Estratto:
%%
Nella
tormenta di Tangentopoli, che la magistratura con l'approfondimento
delle sue indagini ha articolato in varie branche, si è inserito
anche il giornalismo, quello economico in particolare.
Non poteva essere diversamente, perché in ogni strato della società
operano gli onesti, ma pure i disonesti. Le localizzazioni che ne derivano
prescindono dalle vocazioni e dalle predisposizioni professionali, perché
hanno a che fare solo con la militanza o la diserzione rispetto alla
propria coscienza.
E così si è parlato ed abbiamo avuto a che fare anche
con le "penne pulite". Rispetto ad esse è intervenuta
la magistratura, con indicazioni e conclusioni per fortuna notevolmente
riduttive del problema. Si sono avute le opportune indicazioni conseguenti
ad approfondimenti scrupolosi dei nostri organismi professionali. Ci
sono state le rettifiche, così come si sono prontamente manifestati
i distinguo: degli estranei e sono tantissimi.
Qualcuno ha detto che i giornalisti possono sbagliare, perché
fra l'altro non sono giudici, e questo ruolo non può mai essere
il nostro, perché esso è dovere di referenza nell'obiettività.
Al primo posto nella tematica delle "penne pulite", anche
perché taluni corruttori poi resipiscenti avevano parlato di
fette di salame raccolte da giornalisti economici, si è posto
il giornalismo economico. Con la pretesa fra l'altro di taluni accusatori
di ritenere possibili i cambiamenti di comportamento di una testata
in funzione di pressioni tutt'altro che fondate, ma solo ingenuamente
ed inutilmente vaganti. Tuttavia, qualcuno anche di grandi gruppi ha
immaginato infantilmente questa possibilità, e poi ha detto che
si era trattato solo di un progetto, con tiri miliardo o poco più
di mezzo. Un miliardo, dunque, che d'altra parte nella sua incongruità
rispetto al fine da raggiungere non è il solo a licenziare come
fantasie di bassa lega.
Si può concludere al riguardo che non c'è un giornalista
economico disponibile o imputabile più degli altri, anche se
il settore economico ha particolare rilevanza, ma c'è solo il
giornalista che ha o non ha a che fare con se stesso.
%%
Righe archiviate:
%%
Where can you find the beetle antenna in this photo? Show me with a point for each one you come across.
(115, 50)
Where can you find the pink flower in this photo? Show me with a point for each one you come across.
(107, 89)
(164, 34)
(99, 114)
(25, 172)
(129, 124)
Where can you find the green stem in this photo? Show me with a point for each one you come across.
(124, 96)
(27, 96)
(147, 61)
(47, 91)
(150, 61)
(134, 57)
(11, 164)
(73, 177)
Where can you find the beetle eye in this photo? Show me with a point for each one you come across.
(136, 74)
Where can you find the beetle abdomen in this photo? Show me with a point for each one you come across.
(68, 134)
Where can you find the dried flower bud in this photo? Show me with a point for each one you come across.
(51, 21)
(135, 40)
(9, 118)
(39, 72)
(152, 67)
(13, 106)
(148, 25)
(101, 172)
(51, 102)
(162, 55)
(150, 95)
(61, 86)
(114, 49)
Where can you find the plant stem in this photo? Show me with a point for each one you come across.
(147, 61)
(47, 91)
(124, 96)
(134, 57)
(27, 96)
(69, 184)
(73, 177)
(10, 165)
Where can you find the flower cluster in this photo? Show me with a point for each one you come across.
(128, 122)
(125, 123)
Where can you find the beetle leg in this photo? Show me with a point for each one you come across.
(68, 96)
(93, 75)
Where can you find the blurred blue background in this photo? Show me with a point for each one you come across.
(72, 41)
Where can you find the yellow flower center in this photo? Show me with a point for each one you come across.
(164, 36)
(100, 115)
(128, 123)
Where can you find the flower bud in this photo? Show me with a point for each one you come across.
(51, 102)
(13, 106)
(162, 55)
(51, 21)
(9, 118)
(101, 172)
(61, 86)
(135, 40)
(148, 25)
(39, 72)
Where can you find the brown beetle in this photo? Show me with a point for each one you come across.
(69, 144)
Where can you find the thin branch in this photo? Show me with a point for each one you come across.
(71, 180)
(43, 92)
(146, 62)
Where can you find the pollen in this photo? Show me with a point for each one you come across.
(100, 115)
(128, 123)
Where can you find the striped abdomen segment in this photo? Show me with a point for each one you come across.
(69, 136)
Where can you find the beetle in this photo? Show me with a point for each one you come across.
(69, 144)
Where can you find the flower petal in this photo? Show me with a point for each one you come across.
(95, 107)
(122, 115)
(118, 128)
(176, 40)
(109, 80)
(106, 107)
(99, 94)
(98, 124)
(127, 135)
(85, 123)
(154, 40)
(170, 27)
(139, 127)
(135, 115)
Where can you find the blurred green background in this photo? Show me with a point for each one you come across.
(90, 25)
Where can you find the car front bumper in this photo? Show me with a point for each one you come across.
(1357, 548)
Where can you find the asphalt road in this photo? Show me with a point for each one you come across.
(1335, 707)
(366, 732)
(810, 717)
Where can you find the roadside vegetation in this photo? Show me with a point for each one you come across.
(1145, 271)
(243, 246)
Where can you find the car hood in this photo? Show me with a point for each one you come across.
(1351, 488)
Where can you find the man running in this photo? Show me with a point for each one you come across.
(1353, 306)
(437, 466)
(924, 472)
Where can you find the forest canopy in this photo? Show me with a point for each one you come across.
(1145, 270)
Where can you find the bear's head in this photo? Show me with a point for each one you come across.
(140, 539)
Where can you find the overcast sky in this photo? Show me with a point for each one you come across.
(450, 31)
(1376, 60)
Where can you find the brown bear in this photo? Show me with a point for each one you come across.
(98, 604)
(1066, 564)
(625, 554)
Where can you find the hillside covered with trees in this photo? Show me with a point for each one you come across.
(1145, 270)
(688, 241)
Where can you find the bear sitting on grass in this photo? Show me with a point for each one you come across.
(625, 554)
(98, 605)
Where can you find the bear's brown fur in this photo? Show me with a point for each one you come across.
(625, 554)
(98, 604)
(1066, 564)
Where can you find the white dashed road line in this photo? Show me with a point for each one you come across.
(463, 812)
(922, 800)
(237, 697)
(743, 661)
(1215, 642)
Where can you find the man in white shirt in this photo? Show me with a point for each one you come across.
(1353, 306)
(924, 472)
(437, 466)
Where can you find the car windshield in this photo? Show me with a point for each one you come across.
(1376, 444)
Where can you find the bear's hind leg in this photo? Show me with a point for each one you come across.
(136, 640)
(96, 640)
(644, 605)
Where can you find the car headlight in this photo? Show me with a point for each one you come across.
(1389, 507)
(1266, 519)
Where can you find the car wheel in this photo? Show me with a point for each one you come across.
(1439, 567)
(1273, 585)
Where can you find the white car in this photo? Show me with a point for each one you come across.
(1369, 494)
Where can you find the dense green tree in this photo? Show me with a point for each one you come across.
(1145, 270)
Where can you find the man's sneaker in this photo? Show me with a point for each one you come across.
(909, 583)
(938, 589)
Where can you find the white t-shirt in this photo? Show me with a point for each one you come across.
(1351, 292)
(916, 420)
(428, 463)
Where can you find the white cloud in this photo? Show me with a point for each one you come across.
%%
Da fare:
Indica se ciascuna affermazione concorda con l'estratto su Tangentopoli e il giornalismo economico. Rispondi sì o no e riporta le parole del testo che decidono.
1. Le conclusioni della magistratura sulle "penne pulite" hanno ridimensionato molto il problema.
2. Il giornalista economico è più disponibile o imputabile degli altri giornalisti.
3. Alcuni corruttori poi pentiti avevano parlato di fette di salame raccolte da giornalisti economici.

Risposta all'esercizio:
1. Sì: «con indicazioni e conclusioni per fortuna notevolmente riduttive del problema»
2. No: «non c'è un giornalista economico disponibile o imputabile più degli altri»
3. Sì: «taluni corruttori poi resipiscenti avevano parlato di fette di salame raccolte da giornalisti economici»